**Task:** Please return each record below exactly, with nothing left out.

======

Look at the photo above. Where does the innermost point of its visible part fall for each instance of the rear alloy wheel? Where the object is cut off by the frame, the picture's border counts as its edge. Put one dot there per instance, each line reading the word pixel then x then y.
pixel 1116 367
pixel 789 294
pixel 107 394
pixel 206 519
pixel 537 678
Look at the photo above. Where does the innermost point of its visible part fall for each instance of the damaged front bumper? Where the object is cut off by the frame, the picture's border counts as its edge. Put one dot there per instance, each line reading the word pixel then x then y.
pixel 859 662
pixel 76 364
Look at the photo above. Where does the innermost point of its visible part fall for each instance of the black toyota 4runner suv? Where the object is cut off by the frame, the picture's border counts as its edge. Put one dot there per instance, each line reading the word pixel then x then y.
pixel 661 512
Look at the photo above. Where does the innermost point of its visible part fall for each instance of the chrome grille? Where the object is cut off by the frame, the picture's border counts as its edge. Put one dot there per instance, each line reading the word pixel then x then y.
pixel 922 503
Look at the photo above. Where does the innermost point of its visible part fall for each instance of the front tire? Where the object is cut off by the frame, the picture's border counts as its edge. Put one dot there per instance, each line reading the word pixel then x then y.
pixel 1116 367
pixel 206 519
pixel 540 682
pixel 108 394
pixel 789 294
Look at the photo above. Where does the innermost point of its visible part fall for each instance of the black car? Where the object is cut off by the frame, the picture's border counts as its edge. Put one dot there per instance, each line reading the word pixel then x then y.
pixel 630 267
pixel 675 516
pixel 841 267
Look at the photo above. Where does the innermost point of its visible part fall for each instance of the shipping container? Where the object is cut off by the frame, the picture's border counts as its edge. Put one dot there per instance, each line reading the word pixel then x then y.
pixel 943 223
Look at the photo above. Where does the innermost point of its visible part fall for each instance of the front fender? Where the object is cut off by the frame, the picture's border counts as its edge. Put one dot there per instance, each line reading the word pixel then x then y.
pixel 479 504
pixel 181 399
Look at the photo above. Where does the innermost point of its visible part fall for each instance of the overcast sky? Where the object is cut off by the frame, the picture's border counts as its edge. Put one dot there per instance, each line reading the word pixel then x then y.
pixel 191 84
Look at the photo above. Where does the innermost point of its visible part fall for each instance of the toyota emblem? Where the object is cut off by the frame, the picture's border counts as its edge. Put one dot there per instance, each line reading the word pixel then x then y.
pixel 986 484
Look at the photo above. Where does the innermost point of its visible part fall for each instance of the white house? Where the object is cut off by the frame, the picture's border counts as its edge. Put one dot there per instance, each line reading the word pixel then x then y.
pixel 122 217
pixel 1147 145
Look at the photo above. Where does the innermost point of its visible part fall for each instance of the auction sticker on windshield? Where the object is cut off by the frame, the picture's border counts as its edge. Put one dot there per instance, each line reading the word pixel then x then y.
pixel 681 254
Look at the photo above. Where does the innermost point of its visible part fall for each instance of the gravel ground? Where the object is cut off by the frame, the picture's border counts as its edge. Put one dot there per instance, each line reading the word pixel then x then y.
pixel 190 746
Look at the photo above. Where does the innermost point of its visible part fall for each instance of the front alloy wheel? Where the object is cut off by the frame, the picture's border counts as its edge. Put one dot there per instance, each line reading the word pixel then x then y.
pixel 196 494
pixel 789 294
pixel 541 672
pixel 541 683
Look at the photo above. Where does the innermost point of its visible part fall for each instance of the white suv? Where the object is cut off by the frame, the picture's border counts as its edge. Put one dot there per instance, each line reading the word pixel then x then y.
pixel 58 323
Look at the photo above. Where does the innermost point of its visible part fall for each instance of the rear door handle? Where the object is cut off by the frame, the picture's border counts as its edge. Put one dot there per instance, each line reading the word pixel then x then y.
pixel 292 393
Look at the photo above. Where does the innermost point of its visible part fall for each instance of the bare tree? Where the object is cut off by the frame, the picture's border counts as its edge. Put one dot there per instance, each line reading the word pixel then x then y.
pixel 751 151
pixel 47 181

======

**Solution for this exercise:**
Look at the photo above. Where does the innermost point of its visible part fall for each instance of the rear alloy wheel? Where the object is cut off by the frame, the picture's border counts as its edge. Put one dot there per instance, each line reading the word pixel then x then y.
pixel 1116 367
pixel 789 294
pixel 107 394
pixel 206 519
pixel 537 678
Look at the photo above. Where does the innermost point of its visible part fall for each instance of the damaged front bumper? Where the object is cut off by the frame, the picture's border counts as its edge. Put one dot there per instance, each line reading the word pixel then x then y.
pixel 859 662
pixel 76 364
Look at the photo above. Where does the innermost point of its visible part fall for each instance of the black toyota 4runner suv? Where the object is cut off by the frame, the picture's border counts as its edge. Put one dot there per instance, each line reading the word pixel then x then y.
pixel 661 512
Look at the photo above. Where does the innermost point of its visible part fall for each instance of the chrome grille? Where the object is cut off by the frame, the picture's border counts as its edge. Put one dot there per instance, each line reading the word pixel then x then y.
pixel 922 503
Look at the photo above. Where does the innermost point of its visible part fall for each instance of the front tire? Where the object is cut off by the frame, the picture's border counts as its edge. Put one dot there per instance, each line reading the word pixel then x then y.
pixel 1116 367
pixel 206 519
pixel 540 682
pixel 108 394
pixel 789 294
Look at the photo above. Where does the innermost point of its visible part fall for each instance of the black car? Where the object is cut off by the frame, the picture's border counts as its edge. Put one dot there per instance, each line reading the word pixel then x then y.
pixel 630 267
pixel 675 516
pixel 841 267
Look at the photo above. Where does the innermost point of its visible part fall for each instance of the shipping container? Where the object is cut off by the frame, the picture's border counts as its edge. Put one dot there per instance, each line reading the word pixel then x then y.
pixel 943 223
Look at the photo above. Where does the innermost point of its visible part fall for each instance of the front fender? Where the object is cut off by the frame, the picture's border counts as its edge. Put one dot there per instance, each line reading the word pixel then x then y.
pixel 479 504
pixel 181 399
Look at the photo above. Where does the innermost point of its visible part fall for each instance of the overcast sky? Where the object is cut off by the frame, the picture's border counts as its edge. Put one dot there per instance, each line reading the word pixel then x then y.
pixel 191 84
Look at the photo above. Where does the innermost point of its visible part fall for each instance of the toyota emblem? Where the object is cut off by the frame, the picture's border counts as its edge. Put one dot there per instance, each line reading the word pixel then x then y.
pixel 986 484
Look at the photo above. Where does the innermost point of its visible part fall for each instance of the white house? Where the object is cut off by the frame, the picture's border counts as its edge. Put one dot there per instance, each line reading the word pixel then x then y.
pixel 122 217
pixel 1147 145
Look at the photo above. Where does the innermost point of its visible part fall for each instance of the auction sticker on windshield? Where the object is cut off by the frame, the picture's border counts as its edge. Put one dot there per instance, each line reading the word pixel then x then y.
pixel 681 254
Look at the photo above. Where does the innermost point of its visible part fall for each instance of the gravel ground? Where the object is cut off by the frame, the picture's border counts as its edge. Put one dot there per instance, each line reading the word pixel then x then y.
pixel 190 746
Look at the photo above. Where does the innermost point of its visible part fall for each instance of the front alloy wheel? Where the object is cut off by the frame, the picture's border counts as its edge. Put one dot there per instance, each line reading the word pixel then x then y.
pixel 196 494
pixel 789 294
pixel 541 672
pixel 541 683
Look at the photo above. Where does the innermost point of its visible part fall for each instance of the white suv? Where the object is cut off by the frame, the picture's border counts as its edge. Put one dot there per instance, each line reading the word pixel then x then y.
pixel 58 323
Look at the photo above. Where does the innermost point of its visible part fall for each instance of the rear door handle? Where the object is cut off by the frame, the picture's border counts as its edge. Put one dot there per instance, each line reading the word pixel then x then y.
pixel 292 393
Look at the photo above. Where does the innermost point of its visible part fall for each instance of the bare tree? Where the object is cut off by the frame, the picture's border counts as its edge. Put one dot there per instance, each line reading the word pixel then x then y.
pixel 751 151
pixel 47 181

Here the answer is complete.